_WORK TO COMPLETE:_ Please copy the records below word for word, beginning at the line that contains "[tag] shoreline vegetation" and continuing through the line that contains "column 253, row 704", both included.

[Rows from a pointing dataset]
_ _ _ _ _

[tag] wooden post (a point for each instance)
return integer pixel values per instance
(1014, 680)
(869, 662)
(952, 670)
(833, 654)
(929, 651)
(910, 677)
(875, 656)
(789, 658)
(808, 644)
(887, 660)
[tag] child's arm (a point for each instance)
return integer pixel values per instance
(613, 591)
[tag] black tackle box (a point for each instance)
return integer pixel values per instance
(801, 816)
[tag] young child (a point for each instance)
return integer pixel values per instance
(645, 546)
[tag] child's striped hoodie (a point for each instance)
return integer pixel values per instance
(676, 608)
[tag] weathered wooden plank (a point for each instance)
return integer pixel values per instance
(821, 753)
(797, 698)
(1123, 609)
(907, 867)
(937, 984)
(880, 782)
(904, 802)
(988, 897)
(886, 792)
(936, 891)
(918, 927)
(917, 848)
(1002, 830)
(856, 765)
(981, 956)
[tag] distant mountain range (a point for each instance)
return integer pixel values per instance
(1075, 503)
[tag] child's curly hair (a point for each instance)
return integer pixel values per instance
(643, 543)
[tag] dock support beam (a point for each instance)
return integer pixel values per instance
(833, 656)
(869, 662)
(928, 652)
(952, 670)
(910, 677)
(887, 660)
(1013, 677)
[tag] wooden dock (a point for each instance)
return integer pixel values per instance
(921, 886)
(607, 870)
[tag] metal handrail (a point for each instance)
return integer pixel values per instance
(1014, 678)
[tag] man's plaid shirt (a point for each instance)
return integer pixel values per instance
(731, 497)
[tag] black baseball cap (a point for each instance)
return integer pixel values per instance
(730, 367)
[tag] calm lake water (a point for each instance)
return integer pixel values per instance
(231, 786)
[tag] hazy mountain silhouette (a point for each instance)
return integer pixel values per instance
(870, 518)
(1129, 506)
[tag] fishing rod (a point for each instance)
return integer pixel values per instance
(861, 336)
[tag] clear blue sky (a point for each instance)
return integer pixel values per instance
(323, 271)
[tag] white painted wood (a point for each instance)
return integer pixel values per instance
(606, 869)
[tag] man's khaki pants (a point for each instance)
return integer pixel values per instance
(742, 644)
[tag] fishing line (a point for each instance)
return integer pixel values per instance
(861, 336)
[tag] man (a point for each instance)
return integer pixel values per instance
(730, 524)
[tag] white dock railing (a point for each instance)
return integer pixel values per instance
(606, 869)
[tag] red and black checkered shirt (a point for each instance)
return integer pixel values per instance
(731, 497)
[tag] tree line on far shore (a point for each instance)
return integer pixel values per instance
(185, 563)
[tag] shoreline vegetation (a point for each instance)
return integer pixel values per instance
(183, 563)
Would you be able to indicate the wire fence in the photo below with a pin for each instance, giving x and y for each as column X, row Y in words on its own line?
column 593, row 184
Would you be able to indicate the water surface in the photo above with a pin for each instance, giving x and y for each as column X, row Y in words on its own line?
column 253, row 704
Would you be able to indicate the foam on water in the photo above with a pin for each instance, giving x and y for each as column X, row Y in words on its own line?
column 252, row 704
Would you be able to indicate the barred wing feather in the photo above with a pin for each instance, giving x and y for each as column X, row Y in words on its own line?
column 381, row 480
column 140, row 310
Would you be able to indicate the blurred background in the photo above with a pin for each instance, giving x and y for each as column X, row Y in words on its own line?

_ _ _ _ _

_ANSWER FOR THIS EXERCISE:_
[tag] shoreline vegetation (a point for each instance)
return integer pixel values per instance
(183, 563)
Would you be able to indicate the wire fence in the photo below with a pin for each instance, giving x and y for each as column X, row Y in words on its own line?
column 593, row 184
Would you be able to indicate the water surface in the photo above with a pin for each instance, giving x and y for each as column X, row Y in words on its own line?
column 253, row 704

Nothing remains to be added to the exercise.